Given text
Three days after giving birth last month, Acairia was back at school to take her Ohio Graduation Tests. An honor-roll student, she was one of just 25 Columbus students chosen for the DeVry Advantage, a program that allows high-school students to attend DeVry University full time.

"She was a wonderful student," Wells said.

The fire that broke out early on April 12 began after a stove burner was left on, firefighters said. Battle and her partner, Daneisha Wilson, 28, shared the E. Long Street duplex with Acairia and her infant daughter, and with Battle's younger daughter, 11-year-old Terrionna Watkins.

Battle, 36, said Wilson had gone downstairs to cook at some point. Hours later, the family awoke to blaring smoke alarms."Mom!" Acairia shouted. "I can't breathe!"

Columbus Station 8 is just two doors away, but by the time firefighters arrived, thick smoke already had made it impossible to see. Terrionna escaped through a second-floor window, and Battle jumped off the porch roof. "I was determined to get to the side of the house for Acairia to throw the baby to me," Battle said.Acairia was trying to push her way forward, crawling with her month-old daughter, Mar'Kia Jamar. Firefighter Bill Grubb heard screams and told his captain he was going in. "But they weren't there," he said.

Extracted data

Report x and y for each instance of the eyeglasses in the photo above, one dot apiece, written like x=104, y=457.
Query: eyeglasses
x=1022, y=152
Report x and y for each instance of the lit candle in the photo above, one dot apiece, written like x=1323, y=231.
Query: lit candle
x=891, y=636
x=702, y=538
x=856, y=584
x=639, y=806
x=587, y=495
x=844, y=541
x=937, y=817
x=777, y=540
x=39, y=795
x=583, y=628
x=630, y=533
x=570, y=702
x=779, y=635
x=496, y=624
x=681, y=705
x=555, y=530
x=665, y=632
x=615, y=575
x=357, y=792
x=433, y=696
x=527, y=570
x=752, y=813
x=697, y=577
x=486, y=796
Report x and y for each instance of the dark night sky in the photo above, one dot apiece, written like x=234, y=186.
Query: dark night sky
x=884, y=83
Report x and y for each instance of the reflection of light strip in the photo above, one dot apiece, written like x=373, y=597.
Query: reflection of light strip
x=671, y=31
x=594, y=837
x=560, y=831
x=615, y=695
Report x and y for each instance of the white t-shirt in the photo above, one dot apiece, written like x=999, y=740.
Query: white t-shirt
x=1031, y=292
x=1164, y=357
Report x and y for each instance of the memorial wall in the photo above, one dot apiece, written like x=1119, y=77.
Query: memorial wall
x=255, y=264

Requirement 1
According to firefighters in the news story about the Columbus house fire, what started the fire?
Requirement 2
Pick up the news story about the Columbus house fire after its last sentence and carry it forward.

Exercise answer 1
A stove burner that was left on.

Exercise answer 2
Grubb was forced back outside in less than two minutes, his gear so hot he couldn't be touched. He reported that he wasn't able to conduct a good search for victims.

Another firefighter climbed onto the porch roof and, groping in the dark, reached through a second-story window. Somewhere, a baby was crying. Colleagues yelled for the firefighter to feel in front of him.

He found Mar'Kia on the porch roof, safe between the window and his knees. Acairia had managed to get her baby out the window.

"Within just a few seconds of not getting the proper amount of oxygen, you start to lose your faculties," firefighter Joe Cleary said. "You make poor decisions. She had the presence to actually lay the baby outside the window."

Although firefighters say they can't be certain, they think Acairia then turned back for Wilson. Both were found unconscious. "There's no doubt in my mind," Battle said. "She went back in to try to save Daneisha. They loved each other."

Wilson died later that night in Ohio State University's Wexner Medical Center. Acairia died two days later, on April 14, in Nationwide Children's Hospital.

Acairia's friends are heartbroken but not surprised that her last actions were heroic attempts to do the right thing.

She was understanding and kind, they said, but had a no-nonsense way about her. She didn't like challenges to become excuses. "If you did wrong, she told you," said Daila Wilson, 15. "She didn't sugarcoat."

Kennadi McCoy, 15, said her friend was "persevering and diligent." Acairia hadn't wanted to be a teen mom, and sometimes the fear and frustration moved her to tears, McCoy said. But she didn't consider giving up.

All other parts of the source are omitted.